RECORD EXCERPTS
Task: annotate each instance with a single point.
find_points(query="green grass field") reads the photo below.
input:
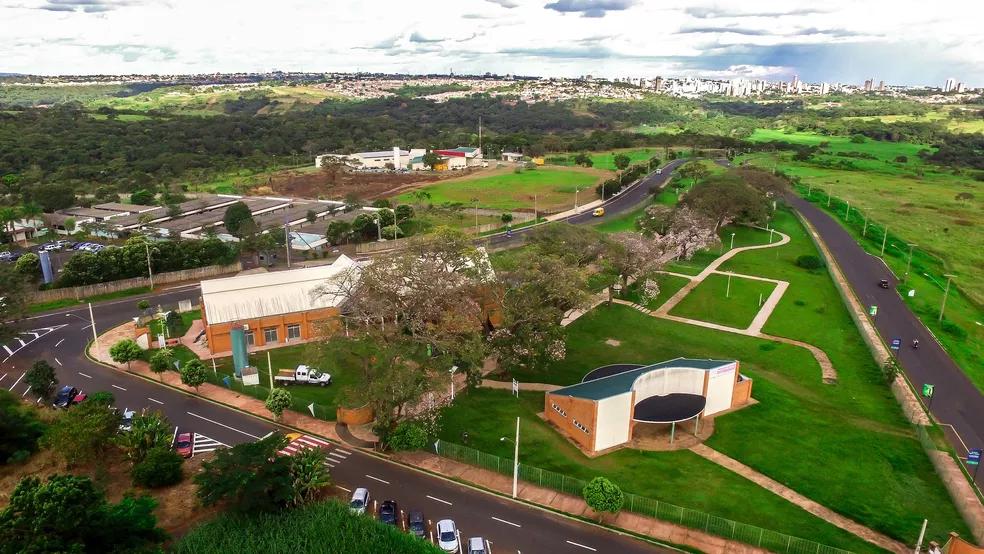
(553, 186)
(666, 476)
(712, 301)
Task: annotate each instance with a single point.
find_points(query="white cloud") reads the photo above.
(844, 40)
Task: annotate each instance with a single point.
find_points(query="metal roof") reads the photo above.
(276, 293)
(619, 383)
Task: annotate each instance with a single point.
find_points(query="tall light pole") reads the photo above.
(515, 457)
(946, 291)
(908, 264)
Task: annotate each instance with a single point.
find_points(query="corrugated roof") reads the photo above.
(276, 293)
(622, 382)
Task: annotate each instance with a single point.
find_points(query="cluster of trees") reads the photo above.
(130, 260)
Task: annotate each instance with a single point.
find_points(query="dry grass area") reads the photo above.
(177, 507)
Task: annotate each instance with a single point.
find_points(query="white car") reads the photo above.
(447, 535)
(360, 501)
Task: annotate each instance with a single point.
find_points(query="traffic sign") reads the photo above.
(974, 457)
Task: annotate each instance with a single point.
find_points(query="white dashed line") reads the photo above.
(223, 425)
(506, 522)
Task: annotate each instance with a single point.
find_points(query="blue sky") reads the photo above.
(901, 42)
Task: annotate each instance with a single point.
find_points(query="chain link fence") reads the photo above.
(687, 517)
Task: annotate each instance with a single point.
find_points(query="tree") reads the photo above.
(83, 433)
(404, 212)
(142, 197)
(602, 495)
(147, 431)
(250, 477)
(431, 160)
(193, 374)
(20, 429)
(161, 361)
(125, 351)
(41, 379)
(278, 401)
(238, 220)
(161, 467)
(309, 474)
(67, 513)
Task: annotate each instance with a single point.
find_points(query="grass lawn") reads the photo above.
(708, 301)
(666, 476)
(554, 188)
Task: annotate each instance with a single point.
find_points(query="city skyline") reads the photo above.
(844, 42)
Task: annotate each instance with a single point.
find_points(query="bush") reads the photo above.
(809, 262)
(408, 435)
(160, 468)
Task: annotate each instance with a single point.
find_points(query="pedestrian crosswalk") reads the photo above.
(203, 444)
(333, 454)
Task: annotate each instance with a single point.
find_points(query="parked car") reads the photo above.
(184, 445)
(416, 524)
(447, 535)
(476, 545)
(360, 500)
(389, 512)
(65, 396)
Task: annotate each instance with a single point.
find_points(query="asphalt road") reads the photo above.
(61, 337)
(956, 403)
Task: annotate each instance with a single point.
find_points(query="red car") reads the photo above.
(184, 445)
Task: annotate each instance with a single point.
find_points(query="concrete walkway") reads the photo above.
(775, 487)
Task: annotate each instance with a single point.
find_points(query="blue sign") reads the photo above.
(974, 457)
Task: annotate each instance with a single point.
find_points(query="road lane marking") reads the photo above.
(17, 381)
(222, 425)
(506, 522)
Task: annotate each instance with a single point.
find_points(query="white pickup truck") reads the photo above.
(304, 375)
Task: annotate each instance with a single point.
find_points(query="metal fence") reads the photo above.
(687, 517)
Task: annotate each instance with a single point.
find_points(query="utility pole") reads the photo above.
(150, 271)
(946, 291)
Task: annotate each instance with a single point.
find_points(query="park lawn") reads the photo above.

REQUIRED ACTION
In repeating the lines above, keep the wording exact and leave every picture out.

OUTPUT OF THE EXERCISE
Task: annotate each instance with a single point.
find_points(query="green grass field") reads the photo below.
input:
(553, 186)
(666, 476)
(712, 301)
Task: annotate each instance with a single point.
find_points(query="white cloud") reads the photo above.
(844, 40)
Task: annotate each instance with a single point.
find_points(query="metal roof") reads the photo above.
(276, 293)
(619, 383)
Task: annotate each instance with a single point.
find_points(query="tall light pole") reads the photo above.
(515, 457)
(946, 291)
(908, 264)
Task: annotate each instance with a single point.
find_points(query="corrugated roof") reads the photo above.
(276, 293)
(622, 382)
Task: annotate each instance with a single point.
find_points(query="cluster of trees") reads the photo above.
(130, 260)
Task: annotate each instance with a single point.
find_points(query="dry grass area") reads the photo above.
(177, 507)
Task: annotate each instance with a single point.
find_points(query="white car") reads the photo above.
(447, 535)
(360, 501)
Task: annotate each instance with a single point.
find_points(query="traffic sign") reads the photo above.
(974, 457)
Task: annotate each instance with a single point.
find_points(query="white dashed line") reads the photo above.
(223, 425)
(506, 522)
Task: annotate each instance with a single point.
find_points(query="blue sky") reads the photo above.
(901, 42)
Task: annotate each instance with a single point.
find_points(query="chain link fence") reads the photo above.
(687, 517)
Task: annotate each instance with a single point.
find_points(query="tree") reads the photo above.
(83, 433)
(404, 212)
(142, 197)
(602, 495)
(147, 431)
(250, 477)
(431, 160)
(193, 374)
(20, 429)
(161, 361)
(125, 351)
(41, 379)
(278, 401)
(238, 220)
(161, 467)
(309, 474)
(67, 513)
Task: annotate each instance with a single point.
find_points(query="grass lawn") reads the photo above.
(708, 301)
(666, 476)
(554, 188)
Task: annotate each instance with a single point.
find_points(query="city skyline") reads the photo above.
(844, 42)
Task: annotate each instance with a single point.
find_points(query="bush") reads the photo above.
(809, 262)
(408, 435)
(160, 468)
Task: annotate each instance with a single point.
find_points(query="pedestrian crosswalk") reads the photo above.
(203, 444)
(333, 454)
Task: annotate each instance with a single point.
find_points(query="parked car") reads the photo above.
(184, 445)
(416, 524)
(447, 535)
(476, 545)
(360, 500)
(389, 512)
(65, 396)
Task: annotate each instance with a single point.
find_points(query="asphalt road") reads the photo above.
(61, 337)
(956, 403)
Task: annotate each instance with a single point.
find_points(query="red car") reads the photo above.
(184, 445)
Task: annotate each instance with a single point.
find_points(query="concrete walkway") reads the photo above.
(775, 487)
Task: annotate each instance with a single point.
find_points(query="blue sign") reads the photo above.
(974, 457)
Task: annotate each instance with a single point.
find_points(query="road lane marking") reads the photo above.
(17, 381)
(222, 425)
(506, 522)
Task: annotate each instance with a single point.
find_points(query="white pickup truck") reads the photo above.
(304, 375)
Task: annotate each instance with a single point.
find_points(query="metal fence") reads the photo above.
(687, 517)
Task: annotate each instance with a single point.
find_points(query="utility pole") reads the photo above.
(150, 271)
(946, 291)
Task: annotate each instance with a single point.
find_points(query="park lawn") reads the photo above.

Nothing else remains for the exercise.